READING TEXT →
####################

Credit Christine Marie Larsen

NEW HAVEN — MANY people think of the Civil War and America’s Indian wars as distinct subjects, one following the other. But those who study the Sand Creek Massacre know different.

On Nov. 29, 1864, as Union armies fought through Virginia and Georgia, Col. John Chivington led some 700 cavalry troops in an unprovoked attack on peaceful Cheyenne and Arapaho villagers at Sand Creek in Colorado. They murdered nearly 200 women, children and older men.

Sand Creek was one of many assaults on American Indians during the war, from Patrick Edward Connor’s massacre of Shoshone villagers along the Idaho-Utah border at Bear River on Jan. 29, 1863, to the forced removal and incarceration of thousands of Navajo people in 1864 known as the Long Walk.

In terms of sheer horror, few events matched Sand Creek. Pregnant women were murdered and scalped, genitalia were paraded as trophies, and scores of wanton acts of violence characterize the accounts of the few Army officers who dared to report them. Among them was Capt. Silas Soule, who had been with Black Kettle and Cheyenne leaders at the September peace negotiations with Gov. John Evans of Colorado, the region’s superintendent of Indians affairs (as well as a founder of both the University of Denver and Northwestern University). Soule publicly exposed Chivington’s actions and, in retribution, was later murdered in Denver.

After news of the massacre spread, Evans and Chivington were forced to resign from their appointments. But neither faced criminal charges, and the government refused to compensate the victims or their families in any way. Indeed, Sand Creek was just one part of a campaign to take the Cheyenne’s once vast land holdings across the region. A territory that had hardly any white communities in 1850 had, by 1870, lost many Indians, who were pushed violently off the Great Plains by white settlers and the federal government.

These and other campaigns amounted to what is today called ethnic cleansing: an attempted eradication and dispossession of an entire indigenous population. Many scholars suggest that such violence conforms to other 20th-century categories of analysis, like settler colonial genocide and crimes against humanity.

####################

SUPPLIED MATERIAL →

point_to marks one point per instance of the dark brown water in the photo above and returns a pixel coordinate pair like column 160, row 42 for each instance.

####################

TO DO →
Resume the essay on the Sand Creek Massacre and the Civil War-era campaigns against American Indians, continuing after its last sentence.

THE REPLY →
Sand Creek, Bear River and the Long Walk remain important parts of the Civil War and of American history. But in our popular narrative, the Civil War obscures such campaigns against American Indians. In fact, the war made such violence possible: The paltry Union Army of 1858, before its wartime expansion, could not have attacked, let alone removed, the fortified Navajo communities in the Four Corners, while Southern secession gave a powerful impetus to expand American territory westward. Territorial leaders like Evans were given more resources and power to negotiate with, and fight against, powerful Western tribes like the Shoshone, Cheyenne, Lakota and Comanche. The violence of this time was fueled partly by the lust for power by civilian and military leaders desperate to obtain glory and wartime recognition.

The United States has yet to fully recognize the violent destruction wrought against indigenous peoples by the Civil War and the Union Army. Connor and Evans have cities, monuments and plaques in their honor, as well as two universities and even Colorado’s Mount Evans, home to the highest paved road in North America.

Saturday’s 150th anniversary will be commemorated many ways: The National Park Service’s Sand Creek Massacre Historic Site, the descendant Cheyenne and Arapaho communities, other Native American community members and their non-Native supporters will commemorate the massacre. An annual memorial run will trace the route of Chivington’s troops from Sand Creek to Denver, where an evening vigil will be held Dec. 2.

The University of Denver and Northwestern are also reckoning with this legacy, creating committees that have recognized Evans’s culpability. Like many academic institutions, both are deliberating how to expand Native American studies and student service programs. Yet the near-absence of Native American faculty members, administrators and courses reflects their continued failure to take more than partial steps.

While the government has made efforts to recognize individual atrocities, it has a long way to go toward recognizing how deeply the decades-long campaign of eradication ran, let alone recognizing how, in the face of such violence, Native American nations and their cultures have survived. Few Americans know of the violence of this time, let alone the subsequent violation of Indian treaties, of reservation boundaries and of Indian families by government actions, including the half-century of forced removal of Indian children to boarding schools.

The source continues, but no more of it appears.